Collect every line from the rows below that contains the word "window", and copy each one unchanged.

═══ Provided information ═══

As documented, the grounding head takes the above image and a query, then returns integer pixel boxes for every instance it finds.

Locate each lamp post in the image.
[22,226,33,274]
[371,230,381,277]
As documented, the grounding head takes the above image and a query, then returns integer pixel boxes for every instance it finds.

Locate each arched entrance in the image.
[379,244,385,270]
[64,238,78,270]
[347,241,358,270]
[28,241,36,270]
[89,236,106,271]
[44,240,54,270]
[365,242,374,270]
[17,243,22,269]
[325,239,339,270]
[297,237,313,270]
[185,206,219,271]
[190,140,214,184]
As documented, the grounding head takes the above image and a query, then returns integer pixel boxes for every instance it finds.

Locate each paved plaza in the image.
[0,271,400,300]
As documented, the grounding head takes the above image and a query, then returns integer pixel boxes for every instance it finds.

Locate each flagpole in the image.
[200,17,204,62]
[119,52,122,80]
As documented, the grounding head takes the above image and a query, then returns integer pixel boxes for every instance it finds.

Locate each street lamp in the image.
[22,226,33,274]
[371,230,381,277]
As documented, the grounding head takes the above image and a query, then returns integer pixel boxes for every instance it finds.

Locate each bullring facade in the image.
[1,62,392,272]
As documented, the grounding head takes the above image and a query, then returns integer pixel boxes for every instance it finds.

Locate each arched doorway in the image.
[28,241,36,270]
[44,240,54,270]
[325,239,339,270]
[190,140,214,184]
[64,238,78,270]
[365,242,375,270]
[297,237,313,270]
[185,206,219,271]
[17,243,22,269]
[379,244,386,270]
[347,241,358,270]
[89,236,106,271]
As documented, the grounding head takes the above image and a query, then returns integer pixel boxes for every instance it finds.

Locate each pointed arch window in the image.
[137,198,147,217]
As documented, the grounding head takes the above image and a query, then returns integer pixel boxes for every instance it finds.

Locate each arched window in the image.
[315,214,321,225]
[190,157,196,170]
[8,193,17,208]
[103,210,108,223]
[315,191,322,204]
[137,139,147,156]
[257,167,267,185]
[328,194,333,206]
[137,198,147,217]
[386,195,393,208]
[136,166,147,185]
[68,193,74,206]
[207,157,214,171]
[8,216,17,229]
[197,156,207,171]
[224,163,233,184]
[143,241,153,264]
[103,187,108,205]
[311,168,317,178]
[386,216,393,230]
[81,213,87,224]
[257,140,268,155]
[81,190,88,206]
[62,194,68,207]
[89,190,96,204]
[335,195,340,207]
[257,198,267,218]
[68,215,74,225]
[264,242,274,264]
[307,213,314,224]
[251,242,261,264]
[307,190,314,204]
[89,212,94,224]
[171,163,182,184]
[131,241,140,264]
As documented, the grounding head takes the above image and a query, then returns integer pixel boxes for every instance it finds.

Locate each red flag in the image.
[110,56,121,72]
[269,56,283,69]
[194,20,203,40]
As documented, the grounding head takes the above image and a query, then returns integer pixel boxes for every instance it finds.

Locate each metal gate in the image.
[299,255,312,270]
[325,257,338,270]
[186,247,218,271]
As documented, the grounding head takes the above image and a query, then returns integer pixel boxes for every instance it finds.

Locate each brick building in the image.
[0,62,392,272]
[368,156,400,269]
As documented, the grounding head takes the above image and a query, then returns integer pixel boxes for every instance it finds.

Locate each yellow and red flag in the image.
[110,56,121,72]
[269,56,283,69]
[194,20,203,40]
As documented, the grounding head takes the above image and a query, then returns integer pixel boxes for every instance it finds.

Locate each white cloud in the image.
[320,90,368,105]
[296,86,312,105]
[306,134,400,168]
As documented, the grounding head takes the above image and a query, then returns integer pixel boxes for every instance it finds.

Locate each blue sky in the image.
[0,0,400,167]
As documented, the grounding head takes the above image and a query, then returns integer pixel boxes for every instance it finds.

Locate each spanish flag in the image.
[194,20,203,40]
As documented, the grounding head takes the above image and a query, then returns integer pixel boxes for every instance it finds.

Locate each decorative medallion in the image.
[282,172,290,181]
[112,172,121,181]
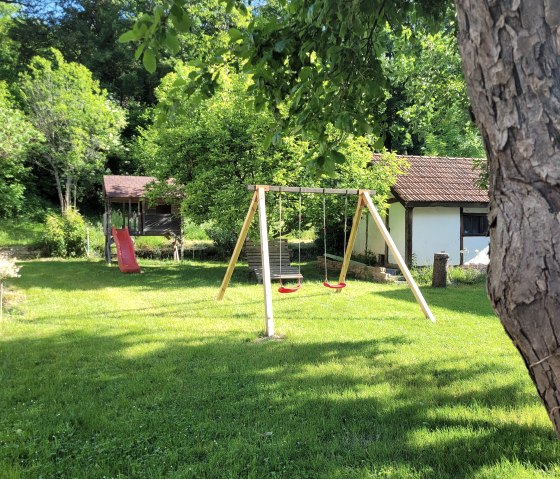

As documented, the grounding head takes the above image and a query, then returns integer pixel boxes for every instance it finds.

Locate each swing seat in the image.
[278,283,301,294]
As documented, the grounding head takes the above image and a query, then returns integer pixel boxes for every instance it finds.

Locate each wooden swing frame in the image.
[217,185,436,337]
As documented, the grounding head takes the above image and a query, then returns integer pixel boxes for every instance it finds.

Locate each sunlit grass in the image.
[0,261,560,479]
[0,219,44,247]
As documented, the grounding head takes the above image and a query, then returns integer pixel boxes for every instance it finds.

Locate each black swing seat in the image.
[243,239,303,283]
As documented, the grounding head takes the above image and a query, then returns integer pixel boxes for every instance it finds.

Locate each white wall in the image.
[389,203,404,264]
[412,207,461,266]
[463,208,490,262]
[354,203,489,266]
[353,216,385,254]
[353,203,404,263]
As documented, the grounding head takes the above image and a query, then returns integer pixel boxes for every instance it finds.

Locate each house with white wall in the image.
[353,154,489,266]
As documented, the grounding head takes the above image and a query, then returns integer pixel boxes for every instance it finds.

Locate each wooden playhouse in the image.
[103,175,183,262]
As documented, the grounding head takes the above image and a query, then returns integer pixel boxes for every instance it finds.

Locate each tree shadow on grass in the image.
[0,331,560,479]
[14,260,248,291]
[372,285,494,317]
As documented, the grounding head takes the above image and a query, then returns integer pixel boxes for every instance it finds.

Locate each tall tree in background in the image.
[21,50,125,212]
[124,0,560,435]
[0,81,41,217]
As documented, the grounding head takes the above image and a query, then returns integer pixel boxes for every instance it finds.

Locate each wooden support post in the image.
[336,195,364,293]
[361,191,436,323]
[257,186,274,337]
[216,191,258,301]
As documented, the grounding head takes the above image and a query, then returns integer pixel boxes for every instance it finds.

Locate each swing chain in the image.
[323,193,329,282]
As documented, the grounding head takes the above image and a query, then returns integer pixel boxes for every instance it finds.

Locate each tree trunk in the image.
[455,0,560,436]
[64,175,72,210]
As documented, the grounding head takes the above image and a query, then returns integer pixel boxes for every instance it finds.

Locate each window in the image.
[156,205,171,215]
[463,213,488,236]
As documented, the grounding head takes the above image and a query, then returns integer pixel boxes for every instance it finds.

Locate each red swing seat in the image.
[278,281,301,294]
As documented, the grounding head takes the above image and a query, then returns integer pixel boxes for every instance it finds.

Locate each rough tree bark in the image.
[455,0,560,436]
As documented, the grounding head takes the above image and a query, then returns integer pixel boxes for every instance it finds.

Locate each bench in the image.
[243,240,303,283]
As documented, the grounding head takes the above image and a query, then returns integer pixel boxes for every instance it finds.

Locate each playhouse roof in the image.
[373,153,488,206]
[103,175,157,200]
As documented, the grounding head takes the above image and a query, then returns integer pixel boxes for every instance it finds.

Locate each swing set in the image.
[217,185,435,337]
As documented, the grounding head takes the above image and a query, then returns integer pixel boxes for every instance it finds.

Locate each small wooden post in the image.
[217,191,258,301]
[360,191,436,323]
[336,194,364,293]
[257,186,274,337]
[432,253,449,288]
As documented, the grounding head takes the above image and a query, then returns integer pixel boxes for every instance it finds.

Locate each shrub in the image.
[63,209,86,256]
[410,266,486,286]
[44,213,66,256]
[45,209,86,258]
[205,225,239,258]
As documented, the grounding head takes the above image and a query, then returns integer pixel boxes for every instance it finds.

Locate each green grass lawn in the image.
[0,260,560,479]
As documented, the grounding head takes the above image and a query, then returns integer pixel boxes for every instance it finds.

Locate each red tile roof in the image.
[373,153,488,204]
[103,175,156,199]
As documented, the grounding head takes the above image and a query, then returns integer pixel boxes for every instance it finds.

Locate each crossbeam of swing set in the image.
[216,185,435,337]
[247,185,375,196]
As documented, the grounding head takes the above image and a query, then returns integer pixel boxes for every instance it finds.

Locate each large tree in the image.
[126,0,560,435]
[0,81,40,217]
[20,50,125,211]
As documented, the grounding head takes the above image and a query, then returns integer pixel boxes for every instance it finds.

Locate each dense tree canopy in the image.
[134,70,404,251]
[0,81,41,216]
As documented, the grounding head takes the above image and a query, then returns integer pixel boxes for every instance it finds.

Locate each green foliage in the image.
[20,50,125,211]
[44,208,86,258]
[0,3,19,81]
[135,67,404,253]
[0,81,41,218]
[383,20,485,158]
[124,0,450,169]
[44,213,66,257]
[410,266,486,286]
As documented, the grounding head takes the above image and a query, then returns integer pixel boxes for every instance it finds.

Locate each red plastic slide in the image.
[113,227,140,273]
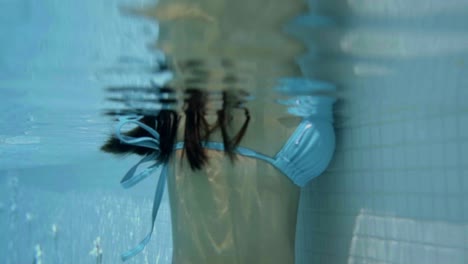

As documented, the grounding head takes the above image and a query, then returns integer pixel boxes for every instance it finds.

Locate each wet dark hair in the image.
[101,88,250,170]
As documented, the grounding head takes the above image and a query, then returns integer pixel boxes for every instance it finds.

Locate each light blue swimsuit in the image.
[115,79,335,261]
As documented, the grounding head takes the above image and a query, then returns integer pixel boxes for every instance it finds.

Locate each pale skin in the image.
[127,0,306,264]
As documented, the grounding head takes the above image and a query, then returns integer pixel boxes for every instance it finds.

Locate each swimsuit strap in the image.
[115,117,274,261]
[115,116,167,261]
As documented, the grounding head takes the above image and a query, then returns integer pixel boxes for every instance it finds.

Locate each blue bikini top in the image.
[115,90,335,261]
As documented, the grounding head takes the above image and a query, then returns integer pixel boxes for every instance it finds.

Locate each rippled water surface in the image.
[0,0,468,264]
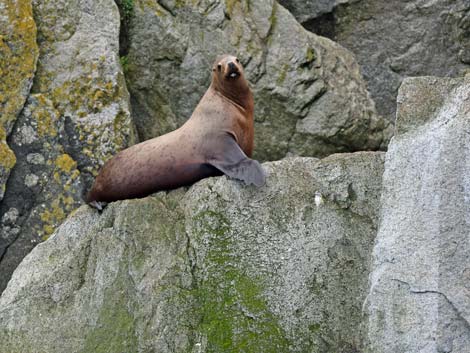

═══

■ **Exercise solution**
Locate each pointed arch window in the image.
Locate each arched window in the image.
Locate each window in the image.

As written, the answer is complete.